» TASKS TO PERFORM
1: Answer these about the regex introduction:
(a) What span does the output report when '123' is searched for in 'xYzff123'?
(b) What does the boolean example print when it searches the Twitter sentence for '#'?
(c) In the metacharacter table, what description is given for \W?
2: In the regex introduction, can you write out the passage that begins with "- Pranav Kulkarni" and ends after "to be conducted.", substituting "search method" for "search function"?

- Pranav Kulkarni
An Introduction to Regular Expressions
The purpose of this blog is to give those with no prior experience or knowledge of regular expressions in Python a simple & intuitive introduction. Regexes, or regular expressions, are character sequences that are used to find a pattern in a string or series of strings. Several examples below help us better understand regex and how it works.
Accessing the Regex Module in Python
The regex module and the search function can be imported as:
import re
re.search(<regex>, <string>)
Or we can directly import the search function:
from re import search
search(<regex>, <string>)
In both of the blocks of code, <regex> refers to the pattern that needs to be
searched and <string> refers to the string in which the search is to be conducted.

Using re.search()
Let's look at an example of how regex is exactly used to search for a specific pattern
import re
s='xYzff123'
print(re.search('123', s))
Output - <re.Match object; span=(5, 8), match='123'>
What this output gives us, is that the pattern was found in the given string and the
'==span==' attribute gives us the start and end indexes of the pattern's position
inside the string.
The search function is a useful tool since it allows one to see if a string sequence
is part of a bigger string sequence and, if it is, it notifies of the search query's
relative location.
Combining Boolean Statements and Regex
The regex search function can also be integrated into code using boolean statements:
from re import search
str = "Twitter is a platform that runs on the concept of #s"
if search('#', str):
print("# found in the string")
else:
print("No # found in the string")
Output - `# found in the string
Complex Regex Queries with Metacharacters
The building components of regular expressions are metacharacters. Regex considers
characters to be either metacharacters with special meanings or regular characters
with literal meanings.
The following table gives us more insight into what exactly each metacharacter is used
for:
Metacharacter | Description | Examples |
\d | ​Whole Number - 0 to 9 | \d\d\d = 444; \d\d = 21; \d = 8 |
\w | Alphanumeric Character | \w\w\w = dog; \w\w\w = 467 |
\W | Symbols | \W = %; \W = #; \W\W\W = @#$ |
[a-z] | Character set, at least one of which must be a match | pand[ora] = panda, pando & pandr(Since the pattern specifies any 1 character) |
[0-9] | Numeric Set with the exact same logic | 012[12] = 0121 & 0122 |
(abc) | Character Group matching in the exact order | pand(ora) = pandora |
(123) | Numeric Group matching in the exact order | 0123(456) = 0123456 |
| | Fulfills the Boolean OR condition | pand(ora|123) = pandora OR pand123 |
? | ​Matches when the character preceding occurs 0 or 1 time, making match optional | colou?r = colour(u found once); colou? r = color(u found 0 times) |
* | Asterisk matches when the character preceding * matches 0 or more times | tre* = tree(e found twice); tre* = tre(e found once); tre* = tr(e found 0 times); tre* != trees(s doesn't match regex) |
+ | Matches the character preceding + 1 or more times, + makes match mandatory | tre+ = tree(e found twice); tre+ = tre(e found once); tre+ != tr(e found 0 times hence no match) |
. | The period matches any alphanumeric character or symbol | ton. = tone, ton4, ton@ but ton. != tones(only single character matching) |
.*​ | Combines the functionalities of . & * | tr.* = tr, tre, tree, trees, trough, treadmill |
Regex Quantifiers
Quantifiers specify how many instances of a character, group, or character class must
be present in the input for a match to be found, the following table describes the
quantifiers used in Regex and their usage.

» SOURCE DATA
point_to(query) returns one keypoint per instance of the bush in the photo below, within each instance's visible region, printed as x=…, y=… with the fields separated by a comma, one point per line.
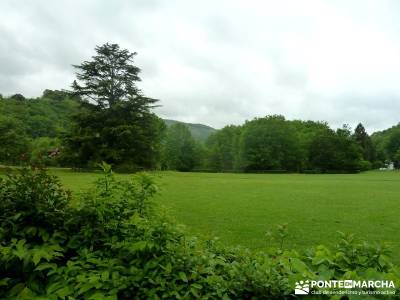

» RESULTS OF THE EXERCISE
1:
(a) span=(5, 8)
(b) # found in the string
(c) Symbols

2:
- Pranav Kulkarni
An Introduction to Regular Expressions
The purpose of this blog is to give those with no prior experience or knowledge of regular expressions in Python a simple & intuitive introduction. Regexes, or regular expressions, are character sequences that are used to find a pattern in a string or series of strings. Several examples below help us better understand regex and how it works.
Accessing the Regex Module in Python
The regex module and the search method can be imported as:
import re
re.search(<regex>, <string>)
Or we can directly import the search method:
from re import search
search(<regex>, <string>)
In both of the blocks of code, <regex> refers to the pattern that needs to be
searched and <string> refers to the string in which the search is to be conducted.